Task input →
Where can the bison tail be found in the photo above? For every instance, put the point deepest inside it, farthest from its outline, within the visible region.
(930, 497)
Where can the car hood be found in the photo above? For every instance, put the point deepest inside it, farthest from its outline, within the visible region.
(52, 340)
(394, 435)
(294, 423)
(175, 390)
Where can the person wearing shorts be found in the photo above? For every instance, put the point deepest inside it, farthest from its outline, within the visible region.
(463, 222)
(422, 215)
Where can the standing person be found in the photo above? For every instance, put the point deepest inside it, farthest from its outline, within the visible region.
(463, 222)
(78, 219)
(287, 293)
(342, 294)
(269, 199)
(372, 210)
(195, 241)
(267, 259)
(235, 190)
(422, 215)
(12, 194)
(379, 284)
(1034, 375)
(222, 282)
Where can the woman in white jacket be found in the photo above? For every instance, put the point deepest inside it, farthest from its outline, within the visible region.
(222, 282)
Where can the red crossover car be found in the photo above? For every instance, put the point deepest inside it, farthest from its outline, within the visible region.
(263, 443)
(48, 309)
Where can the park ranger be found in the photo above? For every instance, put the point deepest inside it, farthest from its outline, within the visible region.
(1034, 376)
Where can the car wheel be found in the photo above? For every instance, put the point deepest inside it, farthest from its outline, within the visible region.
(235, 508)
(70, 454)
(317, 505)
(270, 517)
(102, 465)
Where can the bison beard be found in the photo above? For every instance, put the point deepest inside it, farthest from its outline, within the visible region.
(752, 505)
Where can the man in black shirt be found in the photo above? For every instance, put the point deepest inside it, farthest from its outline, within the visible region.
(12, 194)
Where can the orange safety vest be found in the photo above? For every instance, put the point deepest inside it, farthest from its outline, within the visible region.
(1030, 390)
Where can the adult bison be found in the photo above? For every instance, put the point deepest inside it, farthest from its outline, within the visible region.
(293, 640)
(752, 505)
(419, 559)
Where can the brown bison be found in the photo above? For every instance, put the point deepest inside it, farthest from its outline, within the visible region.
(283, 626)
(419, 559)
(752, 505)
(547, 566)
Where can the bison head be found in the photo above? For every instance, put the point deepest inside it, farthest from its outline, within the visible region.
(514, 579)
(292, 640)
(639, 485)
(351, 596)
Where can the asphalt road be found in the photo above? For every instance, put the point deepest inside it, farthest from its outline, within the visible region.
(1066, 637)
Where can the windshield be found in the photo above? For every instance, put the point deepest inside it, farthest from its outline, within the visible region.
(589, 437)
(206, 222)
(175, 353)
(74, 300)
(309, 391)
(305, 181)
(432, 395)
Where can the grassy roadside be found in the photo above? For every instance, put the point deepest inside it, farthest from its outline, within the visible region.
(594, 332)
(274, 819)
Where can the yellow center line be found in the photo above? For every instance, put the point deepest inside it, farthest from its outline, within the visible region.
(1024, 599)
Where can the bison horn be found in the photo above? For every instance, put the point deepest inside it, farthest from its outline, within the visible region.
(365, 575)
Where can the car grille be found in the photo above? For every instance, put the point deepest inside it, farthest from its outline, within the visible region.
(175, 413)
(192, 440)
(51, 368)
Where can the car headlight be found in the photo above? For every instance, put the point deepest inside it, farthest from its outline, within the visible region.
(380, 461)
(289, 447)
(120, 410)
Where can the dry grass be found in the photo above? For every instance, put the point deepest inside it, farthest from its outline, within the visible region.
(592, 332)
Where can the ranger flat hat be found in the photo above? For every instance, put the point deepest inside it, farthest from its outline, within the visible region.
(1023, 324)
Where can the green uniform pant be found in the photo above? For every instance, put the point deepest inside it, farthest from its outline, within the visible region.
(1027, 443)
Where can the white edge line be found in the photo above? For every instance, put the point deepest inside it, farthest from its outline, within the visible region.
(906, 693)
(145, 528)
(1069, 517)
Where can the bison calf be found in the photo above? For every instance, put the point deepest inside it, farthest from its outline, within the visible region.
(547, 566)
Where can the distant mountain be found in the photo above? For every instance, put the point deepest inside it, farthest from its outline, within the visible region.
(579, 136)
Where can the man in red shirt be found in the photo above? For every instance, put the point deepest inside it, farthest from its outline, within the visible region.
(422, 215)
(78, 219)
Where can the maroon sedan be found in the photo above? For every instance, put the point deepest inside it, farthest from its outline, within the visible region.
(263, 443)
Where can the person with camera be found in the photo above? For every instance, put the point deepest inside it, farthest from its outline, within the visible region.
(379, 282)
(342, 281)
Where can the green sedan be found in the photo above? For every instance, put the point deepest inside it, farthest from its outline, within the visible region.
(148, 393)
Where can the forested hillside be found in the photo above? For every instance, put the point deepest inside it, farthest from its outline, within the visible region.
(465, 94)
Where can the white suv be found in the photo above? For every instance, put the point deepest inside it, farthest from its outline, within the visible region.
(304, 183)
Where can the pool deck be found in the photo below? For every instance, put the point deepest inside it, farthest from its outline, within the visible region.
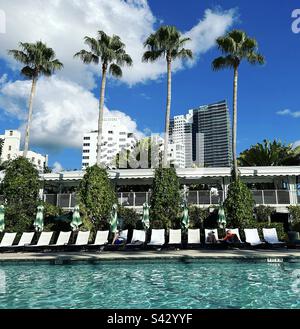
(180, 255)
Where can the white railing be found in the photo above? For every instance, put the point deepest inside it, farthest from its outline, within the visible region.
(201, 198)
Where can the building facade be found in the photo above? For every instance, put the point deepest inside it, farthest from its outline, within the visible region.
(11, 150)
(115, 138)
(211, 141)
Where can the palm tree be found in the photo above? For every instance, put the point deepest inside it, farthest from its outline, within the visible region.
(269, 154)
(236, 46)
(166, 42)
(39, 61)
(110, 52)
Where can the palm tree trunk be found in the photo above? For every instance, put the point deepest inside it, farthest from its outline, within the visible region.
(101, 115)
(27, 133)
(234, 124)
(168, 112)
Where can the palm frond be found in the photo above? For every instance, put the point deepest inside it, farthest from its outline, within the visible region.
(115, 70)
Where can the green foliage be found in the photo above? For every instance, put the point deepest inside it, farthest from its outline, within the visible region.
(264, 213)
(269, 154)
(21, 192)
(129, 218)
(165, 199)
(295, 217)
(198, 216)
(239, 205)
(97, 196)
(254, 224)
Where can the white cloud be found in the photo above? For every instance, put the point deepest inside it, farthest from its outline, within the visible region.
(57, 167)
(64, 23)
(63, 111)
(295, 114)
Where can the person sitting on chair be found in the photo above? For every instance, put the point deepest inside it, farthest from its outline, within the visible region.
(211, 238)
(118, 239)
(230, 237)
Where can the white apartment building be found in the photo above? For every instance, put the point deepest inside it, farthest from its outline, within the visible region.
(11, 150)
(115, 138)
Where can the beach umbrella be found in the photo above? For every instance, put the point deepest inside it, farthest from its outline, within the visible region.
(76, 219)
(185, 222)
(146, 217)
(221, 217)
(114, 219)
(39, 220)
(2, 212)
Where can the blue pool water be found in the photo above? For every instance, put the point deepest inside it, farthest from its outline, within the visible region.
(197, 284)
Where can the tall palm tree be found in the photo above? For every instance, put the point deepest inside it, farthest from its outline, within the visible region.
(166, 42)
(39, 61)
(236, 46)
(110, 52)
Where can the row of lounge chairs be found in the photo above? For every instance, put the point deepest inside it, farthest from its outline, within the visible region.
(138, 240)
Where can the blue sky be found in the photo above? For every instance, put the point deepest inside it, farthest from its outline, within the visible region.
(263, 91)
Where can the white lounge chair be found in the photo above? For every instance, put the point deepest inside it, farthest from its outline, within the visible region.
(101, 238)
(211, 231)
(194, 237)
(175, 237)
(252, 237)
(138, 239)
(26, 239)
(236, 232)
(7, 240)
(157, 238)
(43, 242)
(271, 237)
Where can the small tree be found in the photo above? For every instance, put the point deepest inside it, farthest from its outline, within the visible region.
(97, 196)
(21, 194)
(165, 199)
(239, 205)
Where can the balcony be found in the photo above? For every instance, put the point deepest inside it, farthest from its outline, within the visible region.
(197, 198)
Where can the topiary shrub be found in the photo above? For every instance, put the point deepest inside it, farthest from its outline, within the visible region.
(165, 209)
(198, 216)
(263, 213)
(239, 205)
(128, 218)
(96, 197)
(20, 188)
(294, 213)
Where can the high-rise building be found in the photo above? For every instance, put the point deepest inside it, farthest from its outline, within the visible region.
(201, 138)
(115, 138)
(11, 150)
(180, 139)
(212, 122)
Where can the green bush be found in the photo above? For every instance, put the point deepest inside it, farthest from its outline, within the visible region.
(198, 216)
(20, 188)
(264, 213)
(97, 196)
(129, 218)
(260, 225)
(239, 205)
(295, 217)
(165, 209)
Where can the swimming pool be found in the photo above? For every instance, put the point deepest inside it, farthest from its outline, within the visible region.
(209, 284)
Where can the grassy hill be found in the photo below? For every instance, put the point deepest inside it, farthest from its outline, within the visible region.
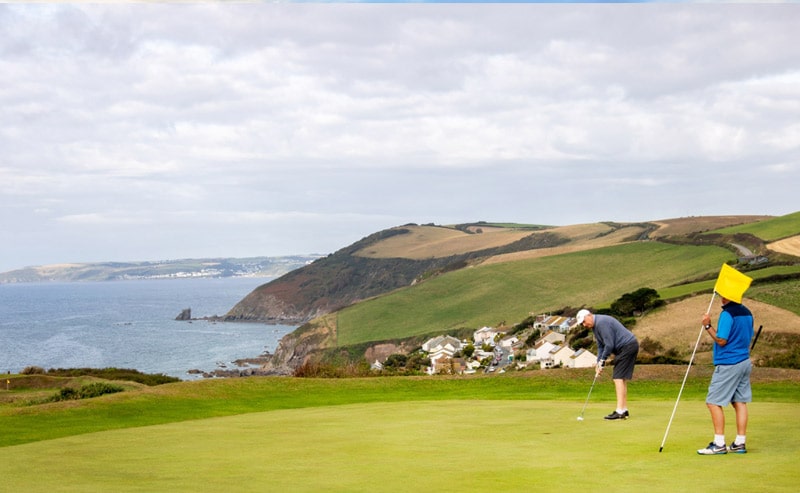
(580, 265)
(509, 292)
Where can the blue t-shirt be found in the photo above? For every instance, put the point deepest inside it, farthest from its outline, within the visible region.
(735, 325)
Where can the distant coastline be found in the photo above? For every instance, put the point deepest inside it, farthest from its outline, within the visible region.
(161, 269)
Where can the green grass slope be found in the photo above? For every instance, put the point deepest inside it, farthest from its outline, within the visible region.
(489, 295)
(518, 432)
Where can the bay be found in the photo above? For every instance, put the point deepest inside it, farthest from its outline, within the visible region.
(129, 324)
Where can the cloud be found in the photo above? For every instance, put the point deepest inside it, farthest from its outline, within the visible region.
(255, 124)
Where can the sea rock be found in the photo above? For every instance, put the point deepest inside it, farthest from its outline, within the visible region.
(186, 314)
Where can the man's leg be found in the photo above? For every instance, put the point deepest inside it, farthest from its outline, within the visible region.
(717, 418)
(741, 417)
(621, 387)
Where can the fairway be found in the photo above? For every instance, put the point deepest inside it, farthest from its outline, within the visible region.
(451, 445)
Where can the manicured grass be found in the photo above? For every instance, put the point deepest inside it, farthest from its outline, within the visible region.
(213, 398)
(454, 445)
(785, 294)
(769, 229)
(509, 292)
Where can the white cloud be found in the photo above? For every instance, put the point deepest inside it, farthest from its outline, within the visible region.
(255, 124)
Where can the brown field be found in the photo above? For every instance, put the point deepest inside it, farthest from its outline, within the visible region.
(426, 242)
(432, 242)
(789, 246)
(678, 324)
(686, 225)
(584, 237)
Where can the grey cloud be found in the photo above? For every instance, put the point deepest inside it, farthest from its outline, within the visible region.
(152, 121)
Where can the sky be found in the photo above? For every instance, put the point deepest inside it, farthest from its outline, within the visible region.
(133, 132)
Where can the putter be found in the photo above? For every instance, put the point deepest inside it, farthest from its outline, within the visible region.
(755, 340)
(580, 418)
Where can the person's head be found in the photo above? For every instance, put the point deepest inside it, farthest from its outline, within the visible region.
(585, 318)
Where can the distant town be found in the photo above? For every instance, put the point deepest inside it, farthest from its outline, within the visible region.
(161, 269)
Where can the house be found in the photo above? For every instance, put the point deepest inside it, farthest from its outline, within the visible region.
(540, 351)
(509, 342)
(484, 335)
(447, 344)
(582, 359)
(561, 355)
(447, 364)
(555, 323)
(554, 337)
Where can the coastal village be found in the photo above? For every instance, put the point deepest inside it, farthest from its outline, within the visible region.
(493, 349)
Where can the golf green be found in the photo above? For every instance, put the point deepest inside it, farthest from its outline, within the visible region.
(453, 445)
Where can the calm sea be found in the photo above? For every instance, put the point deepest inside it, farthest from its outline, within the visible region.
(129, 324)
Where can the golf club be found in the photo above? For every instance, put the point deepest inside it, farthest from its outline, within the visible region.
(755, 340)
(580, 418)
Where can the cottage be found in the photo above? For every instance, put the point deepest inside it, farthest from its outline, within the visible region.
(540, 351)
(555, 323)
(554, 337)
(448, 344)
(582, 359)
(561, 355)
(484, 335)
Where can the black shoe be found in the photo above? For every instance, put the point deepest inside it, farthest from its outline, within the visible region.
(737, 449)
(616, 415)
(713, 449)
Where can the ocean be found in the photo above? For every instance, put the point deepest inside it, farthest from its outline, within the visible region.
(129, 324)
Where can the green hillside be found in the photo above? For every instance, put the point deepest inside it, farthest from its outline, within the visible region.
(509, 292)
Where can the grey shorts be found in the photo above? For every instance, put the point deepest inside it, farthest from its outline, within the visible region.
(730, 383)
(625, 360)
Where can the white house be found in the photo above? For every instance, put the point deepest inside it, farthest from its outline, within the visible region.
(540, 351)
(582, 359)
(555, 323)
(447, 344)
(484, 335)
(561, 355)
(509, 342)
(554, 337)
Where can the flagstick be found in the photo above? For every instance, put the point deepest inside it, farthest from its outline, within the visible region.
(685, 376)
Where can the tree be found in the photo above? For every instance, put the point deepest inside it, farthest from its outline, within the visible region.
(639, 301)
(468, 350)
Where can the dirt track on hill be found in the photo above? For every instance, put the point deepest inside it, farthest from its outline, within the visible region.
(678, 324)
(789, 246)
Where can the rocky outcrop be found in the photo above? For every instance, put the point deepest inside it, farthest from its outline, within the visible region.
(186, 314)
(296, 348)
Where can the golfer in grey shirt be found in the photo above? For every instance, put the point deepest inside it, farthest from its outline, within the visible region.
(613, 338)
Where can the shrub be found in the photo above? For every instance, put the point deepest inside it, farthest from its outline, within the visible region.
(86, 391)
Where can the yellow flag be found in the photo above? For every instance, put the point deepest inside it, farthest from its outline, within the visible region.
(731, 283)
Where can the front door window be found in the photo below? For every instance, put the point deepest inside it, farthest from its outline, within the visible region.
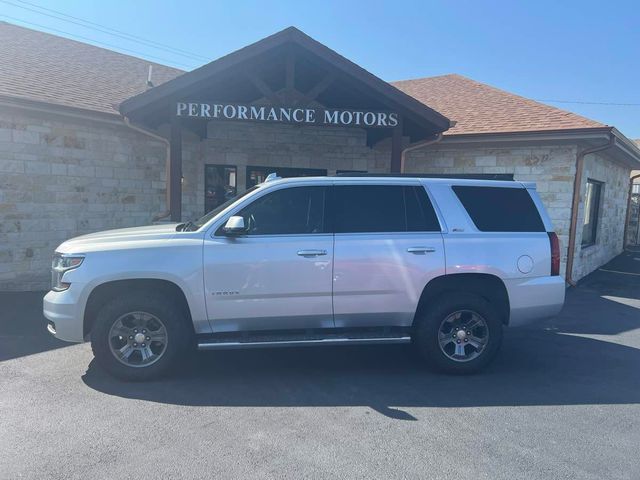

Given instruction →
How many lines in the entries above contain the string "black", with case counting? Reply with only the number.

Output of the exercise →
2